What is expected
Please take the records that follow and repeat exactly the lines starting with the line with "--target shaded background vegetation" and going on through the line with "--target hyena black nose".

Data to examine
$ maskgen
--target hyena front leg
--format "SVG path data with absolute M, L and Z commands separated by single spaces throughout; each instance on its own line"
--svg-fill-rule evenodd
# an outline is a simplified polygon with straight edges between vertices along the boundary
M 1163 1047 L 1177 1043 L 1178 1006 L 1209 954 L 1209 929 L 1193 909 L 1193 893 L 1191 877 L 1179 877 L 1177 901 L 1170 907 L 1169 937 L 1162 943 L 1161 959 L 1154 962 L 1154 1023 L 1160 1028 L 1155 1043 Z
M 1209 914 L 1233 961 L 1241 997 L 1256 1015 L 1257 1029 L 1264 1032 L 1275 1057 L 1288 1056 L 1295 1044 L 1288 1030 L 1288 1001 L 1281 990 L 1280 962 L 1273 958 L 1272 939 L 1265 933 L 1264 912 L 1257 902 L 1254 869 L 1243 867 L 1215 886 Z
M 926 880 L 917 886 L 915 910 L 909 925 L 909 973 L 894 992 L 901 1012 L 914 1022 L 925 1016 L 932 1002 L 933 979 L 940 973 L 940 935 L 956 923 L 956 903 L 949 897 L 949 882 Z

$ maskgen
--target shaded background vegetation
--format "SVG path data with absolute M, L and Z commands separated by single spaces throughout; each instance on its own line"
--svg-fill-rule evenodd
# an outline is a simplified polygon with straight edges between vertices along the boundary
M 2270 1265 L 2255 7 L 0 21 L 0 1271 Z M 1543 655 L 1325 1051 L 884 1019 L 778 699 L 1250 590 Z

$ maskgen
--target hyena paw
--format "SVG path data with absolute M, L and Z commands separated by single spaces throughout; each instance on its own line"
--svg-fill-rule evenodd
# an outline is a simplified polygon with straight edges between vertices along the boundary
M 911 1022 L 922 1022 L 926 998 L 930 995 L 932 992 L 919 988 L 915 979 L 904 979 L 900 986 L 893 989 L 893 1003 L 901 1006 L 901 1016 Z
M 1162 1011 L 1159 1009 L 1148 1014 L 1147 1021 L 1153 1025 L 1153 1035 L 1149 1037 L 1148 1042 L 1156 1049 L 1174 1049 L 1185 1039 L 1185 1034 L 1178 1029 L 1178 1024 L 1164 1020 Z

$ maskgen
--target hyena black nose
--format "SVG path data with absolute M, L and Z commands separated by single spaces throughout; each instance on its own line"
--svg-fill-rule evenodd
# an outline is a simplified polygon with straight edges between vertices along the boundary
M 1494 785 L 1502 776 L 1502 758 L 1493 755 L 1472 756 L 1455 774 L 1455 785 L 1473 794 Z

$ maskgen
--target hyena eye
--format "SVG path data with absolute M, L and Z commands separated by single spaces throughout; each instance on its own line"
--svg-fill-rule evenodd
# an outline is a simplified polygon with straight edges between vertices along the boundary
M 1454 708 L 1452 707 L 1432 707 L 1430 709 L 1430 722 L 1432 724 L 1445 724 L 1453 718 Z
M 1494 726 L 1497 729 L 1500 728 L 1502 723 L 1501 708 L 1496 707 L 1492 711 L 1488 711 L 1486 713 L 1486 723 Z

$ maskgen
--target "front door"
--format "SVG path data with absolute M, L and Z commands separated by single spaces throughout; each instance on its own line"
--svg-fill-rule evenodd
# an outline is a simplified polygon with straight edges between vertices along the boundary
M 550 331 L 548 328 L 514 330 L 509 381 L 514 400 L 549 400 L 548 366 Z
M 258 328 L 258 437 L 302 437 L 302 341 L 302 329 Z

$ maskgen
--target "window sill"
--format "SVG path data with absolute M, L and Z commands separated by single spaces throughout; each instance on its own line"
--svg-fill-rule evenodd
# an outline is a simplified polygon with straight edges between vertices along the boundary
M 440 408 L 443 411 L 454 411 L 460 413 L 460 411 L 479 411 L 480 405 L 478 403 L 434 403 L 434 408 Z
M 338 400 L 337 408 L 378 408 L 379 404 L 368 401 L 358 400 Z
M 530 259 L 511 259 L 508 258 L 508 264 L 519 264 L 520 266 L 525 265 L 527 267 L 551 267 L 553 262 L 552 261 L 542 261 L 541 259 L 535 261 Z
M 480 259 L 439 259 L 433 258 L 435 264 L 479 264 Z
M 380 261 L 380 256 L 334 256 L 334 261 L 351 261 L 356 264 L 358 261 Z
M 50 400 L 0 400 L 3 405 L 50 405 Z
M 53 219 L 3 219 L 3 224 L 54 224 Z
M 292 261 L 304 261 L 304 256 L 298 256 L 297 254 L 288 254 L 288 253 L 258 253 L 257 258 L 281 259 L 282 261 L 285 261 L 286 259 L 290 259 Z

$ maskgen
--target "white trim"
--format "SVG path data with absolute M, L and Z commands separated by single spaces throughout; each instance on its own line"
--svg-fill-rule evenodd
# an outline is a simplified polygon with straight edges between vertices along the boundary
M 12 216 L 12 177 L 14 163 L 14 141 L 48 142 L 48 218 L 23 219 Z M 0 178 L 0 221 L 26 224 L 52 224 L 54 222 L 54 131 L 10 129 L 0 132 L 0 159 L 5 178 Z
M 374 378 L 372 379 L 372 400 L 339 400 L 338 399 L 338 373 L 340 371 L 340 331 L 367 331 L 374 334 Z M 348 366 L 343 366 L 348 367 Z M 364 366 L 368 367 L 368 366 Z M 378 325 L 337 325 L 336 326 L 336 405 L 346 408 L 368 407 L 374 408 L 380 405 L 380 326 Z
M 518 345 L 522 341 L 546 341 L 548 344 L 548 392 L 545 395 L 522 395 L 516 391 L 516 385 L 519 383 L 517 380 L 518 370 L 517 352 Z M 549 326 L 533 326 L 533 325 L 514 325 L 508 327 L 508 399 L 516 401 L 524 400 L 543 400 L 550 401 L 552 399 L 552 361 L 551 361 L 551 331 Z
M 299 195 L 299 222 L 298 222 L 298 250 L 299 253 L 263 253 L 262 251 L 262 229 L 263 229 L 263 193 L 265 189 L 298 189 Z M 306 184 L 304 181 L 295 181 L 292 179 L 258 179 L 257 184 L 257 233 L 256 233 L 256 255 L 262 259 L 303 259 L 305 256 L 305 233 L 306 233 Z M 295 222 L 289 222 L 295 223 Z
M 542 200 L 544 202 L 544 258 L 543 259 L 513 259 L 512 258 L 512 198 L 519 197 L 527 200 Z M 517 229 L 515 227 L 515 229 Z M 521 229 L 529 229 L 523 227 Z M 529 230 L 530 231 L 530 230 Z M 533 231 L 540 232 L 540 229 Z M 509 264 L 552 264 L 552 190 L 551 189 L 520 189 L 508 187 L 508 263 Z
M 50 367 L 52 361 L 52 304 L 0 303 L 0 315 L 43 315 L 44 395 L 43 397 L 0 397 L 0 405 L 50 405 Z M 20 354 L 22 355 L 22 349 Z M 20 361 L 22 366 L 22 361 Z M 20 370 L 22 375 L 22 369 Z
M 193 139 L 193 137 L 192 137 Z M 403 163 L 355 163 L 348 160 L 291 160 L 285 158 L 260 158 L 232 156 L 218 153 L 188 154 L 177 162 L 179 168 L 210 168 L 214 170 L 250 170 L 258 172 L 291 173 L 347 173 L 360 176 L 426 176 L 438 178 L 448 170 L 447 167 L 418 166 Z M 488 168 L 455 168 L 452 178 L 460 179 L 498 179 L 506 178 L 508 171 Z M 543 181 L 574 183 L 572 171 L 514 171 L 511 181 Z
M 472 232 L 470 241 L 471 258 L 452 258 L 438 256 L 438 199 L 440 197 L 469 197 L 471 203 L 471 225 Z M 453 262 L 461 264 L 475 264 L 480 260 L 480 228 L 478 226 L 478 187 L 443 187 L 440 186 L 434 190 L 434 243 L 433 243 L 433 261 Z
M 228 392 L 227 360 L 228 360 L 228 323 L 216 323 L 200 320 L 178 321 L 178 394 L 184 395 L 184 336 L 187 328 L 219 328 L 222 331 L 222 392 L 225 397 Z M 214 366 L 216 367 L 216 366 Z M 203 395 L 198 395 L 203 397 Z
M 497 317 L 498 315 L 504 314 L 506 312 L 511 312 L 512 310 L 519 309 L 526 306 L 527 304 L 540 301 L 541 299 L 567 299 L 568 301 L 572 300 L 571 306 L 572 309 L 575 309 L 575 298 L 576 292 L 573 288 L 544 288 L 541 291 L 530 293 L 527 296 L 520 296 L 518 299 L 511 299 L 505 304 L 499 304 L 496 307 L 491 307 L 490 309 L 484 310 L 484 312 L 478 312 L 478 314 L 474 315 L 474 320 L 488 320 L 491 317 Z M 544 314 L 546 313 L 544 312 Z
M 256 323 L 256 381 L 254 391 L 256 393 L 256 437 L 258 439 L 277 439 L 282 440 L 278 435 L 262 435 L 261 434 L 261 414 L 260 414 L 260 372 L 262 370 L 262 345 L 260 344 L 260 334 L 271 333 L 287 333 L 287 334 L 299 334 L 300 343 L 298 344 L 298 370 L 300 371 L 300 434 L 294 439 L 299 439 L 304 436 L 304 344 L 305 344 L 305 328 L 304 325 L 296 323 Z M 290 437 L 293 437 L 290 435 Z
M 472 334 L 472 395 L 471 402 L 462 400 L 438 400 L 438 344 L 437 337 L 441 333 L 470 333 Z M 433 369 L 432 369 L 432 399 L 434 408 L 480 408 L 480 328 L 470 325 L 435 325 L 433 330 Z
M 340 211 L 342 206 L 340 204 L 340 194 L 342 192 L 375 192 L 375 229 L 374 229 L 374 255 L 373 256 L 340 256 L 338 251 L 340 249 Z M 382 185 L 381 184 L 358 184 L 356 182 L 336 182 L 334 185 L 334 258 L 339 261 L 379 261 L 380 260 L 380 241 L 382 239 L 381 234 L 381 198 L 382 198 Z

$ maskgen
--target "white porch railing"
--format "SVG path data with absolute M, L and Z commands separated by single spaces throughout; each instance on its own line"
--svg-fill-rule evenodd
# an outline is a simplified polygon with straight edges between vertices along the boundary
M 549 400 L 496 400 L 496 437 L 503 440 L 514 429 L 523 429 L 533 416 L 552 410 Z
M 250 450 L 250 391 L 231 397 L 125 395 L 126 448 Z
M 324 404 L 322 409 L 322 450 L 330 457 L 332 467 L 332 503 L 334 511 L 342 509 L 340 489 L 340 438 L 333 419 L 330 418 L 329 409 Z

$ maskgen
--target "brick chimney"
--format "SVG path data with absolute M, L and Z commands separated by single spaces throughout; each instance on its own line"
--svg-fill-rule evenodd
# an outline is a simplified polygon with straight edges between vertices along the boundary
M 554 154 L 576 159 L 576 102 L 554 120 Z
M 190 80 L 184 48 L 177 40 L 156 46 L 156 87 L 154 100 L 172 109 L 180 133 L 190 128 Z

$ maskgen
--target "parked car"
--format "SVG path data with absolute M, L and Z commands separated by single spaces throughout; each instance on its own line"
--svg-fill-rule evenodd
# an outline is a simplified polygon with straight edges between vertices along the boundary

Reply
--target shaded background vegetation
--format "SVG path data with absolute M, L and Z commands separated by single spaces throughout; each instance on its own line"
--svg-fill-rule evenodd
# an outline is a simplified polygon with straight edges between vertices along the boundary
M 2270 1265 L 2255 7 L 0 21 L 0 1271 Z M 1543 655 L 1325 1051 L 884 1019 L 778 699 L 1250 590 Z

$ maskgen
--target hyena paw
--format "SVG path data with absolute M, L and Z commands separated by single spaces throughout; each instance on its own line"
--svg-fill-rule evenodd
# an outline is a simplified polygon with straight edges between vertices along the boundary
M 911 1022 L 922 1022 L 926 998 L 930 995 L 932 992 L 919 988 L 915 979 L 904 979 L 900 986 L 893 989 L 893 1003 L 901 1006 L 901 1016 Z
M 1162 1011 L 1159 1009 L 1148 1014 L 1147 1021 L 1153 1025 L 1153 1035 L 1149 1037 L 1148 1042 L 1156 1049 L 1174 1049 L 1185 1039 L 1185 1034 L 1178 1029 L 1178 1024 L 1164 1020 Z

$ maskgen
--target hyena black nose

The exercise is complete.